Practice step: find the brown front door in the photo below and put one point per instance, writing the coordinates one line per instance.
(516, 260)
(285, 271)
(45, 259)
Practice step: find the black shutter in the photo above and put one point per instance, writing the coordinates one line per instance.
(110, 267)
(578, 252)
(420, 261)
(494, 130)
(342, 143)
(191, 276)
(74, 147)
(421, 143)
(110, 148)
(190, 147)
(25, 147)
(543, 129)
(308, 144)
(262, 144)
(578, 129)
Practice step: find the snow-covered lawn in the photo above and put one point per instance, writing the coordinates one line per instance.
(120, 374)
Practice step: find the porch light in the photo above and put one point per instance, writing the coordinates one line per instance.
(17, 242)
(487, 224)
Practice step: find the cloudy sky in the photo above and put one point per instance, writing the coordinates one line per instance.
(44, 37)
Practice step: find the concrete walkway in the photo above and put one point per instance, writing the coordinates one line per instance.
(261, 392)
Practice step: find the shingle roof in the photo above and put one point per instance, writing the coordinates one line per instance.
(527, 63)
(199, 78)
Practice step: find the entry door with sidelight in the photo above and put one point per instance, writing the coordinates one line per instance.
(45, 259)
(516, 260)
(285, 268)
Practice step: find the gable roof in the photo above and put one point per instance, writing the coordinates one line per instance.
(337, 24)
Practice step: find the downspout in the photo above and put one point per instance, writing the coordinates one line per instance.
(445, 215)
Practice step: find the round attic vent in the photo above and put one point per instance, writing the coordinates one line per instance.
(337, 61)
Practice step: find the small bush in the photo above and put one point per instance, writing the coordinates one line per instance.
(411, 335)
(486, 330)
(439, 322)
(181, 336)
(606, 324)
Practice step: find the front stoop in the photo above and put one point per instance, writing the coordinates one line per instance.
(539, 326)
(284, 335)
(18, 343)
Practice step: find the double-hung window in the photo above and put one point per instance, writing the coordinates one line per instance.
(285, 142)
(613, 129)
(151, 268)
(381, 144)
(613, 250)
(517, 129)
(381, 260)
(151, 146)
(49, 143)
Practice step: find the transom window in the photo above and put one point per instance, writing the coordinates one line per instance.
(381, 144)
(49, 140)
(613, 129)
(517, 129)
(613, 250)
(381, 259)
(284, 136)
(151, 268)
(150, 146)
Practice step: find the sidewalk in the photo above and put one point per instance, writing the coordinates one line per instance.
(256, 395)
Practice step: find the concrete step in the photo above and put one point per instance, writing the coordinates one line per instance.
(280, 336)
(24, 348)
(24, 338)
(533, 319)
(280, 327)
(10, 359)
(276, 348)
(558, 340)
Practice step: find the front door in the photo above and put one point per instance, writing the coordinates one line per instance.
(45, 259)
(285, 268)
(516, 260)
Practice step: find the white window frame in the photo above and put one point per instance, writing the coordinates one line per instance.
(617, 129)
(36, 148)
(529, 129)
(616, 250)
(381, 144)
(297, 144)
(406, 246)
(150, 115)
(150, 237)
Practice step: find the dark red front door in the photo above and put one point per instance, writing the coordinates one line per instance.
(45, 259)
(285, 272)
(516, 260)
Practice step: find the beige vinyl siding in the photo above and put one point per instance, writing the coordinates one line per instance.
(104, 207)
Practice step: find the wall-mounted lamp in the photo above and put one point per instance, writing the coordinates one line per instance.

::::

* _Your task_: Starting with the line that contains "Practice step: find the double-hung" and going on through the end of the records, write every line out again, adding 51 to each coordinate number in the answers and leaving all other lines unchanged.

* _Right answer_:
Practice step: find the double-hung window in the photo above and put one point per instance, writing the coordinates one line per instance.
(336, 193)
(664, 180)
(202, 319)
(432, 195)
(664, 301)
(568, 180)
(432, 311)
(202, 197)
(100, 194)
Practice step: find the transom window in the photo above and put one point per instance, writing the coordinates one line per instance.
(432, 195)
(100, 191)
(664, 180)
(568, 180)
(664, 301)
(432, 310)
(335, 187)
(202, 319)
(201, 197)
Practice step: find the sidewalk in the photo above and put one point per instance, writing the coordinates one line per instance.
(307, 446)
Practice step: find the concrete step in the photo above and put one point per instance, writing the coordinates one line per instance.
(331, 387)
(75, 399)
(75, 389)
(584, 370)
(331, 378)
(61, 410)
(327, 399)
(609, 391)
Practice step: find the front door in the photo above and put one point per instance, writing the coordinates one line per instance.
(96, 310)
(336, 319)
(567, 311)
Practice step: find the white window frame in the photo above and put one point per instance, writing the coordinates one line per instance.
(668, 180)
(87, 199)
(580, 180)
(667, 301)
(432, 195)
(348, 195)
(457, 297)
(201, 166)
(201, 288)
Practice step: find the dark red front door in the photo above and put one point per instance, writing the coordinates one line per instance.
(96, 310)
(336, 323)
(567, 311)
Practice step: find the beige vinyl siding in the photo above and put one point per instance, writing the coordinates one line per instance.
(155, 258)
Practice step: find the wall-mounted lamp in the photo above and put one point per instance, writing the coordinates one line per instance.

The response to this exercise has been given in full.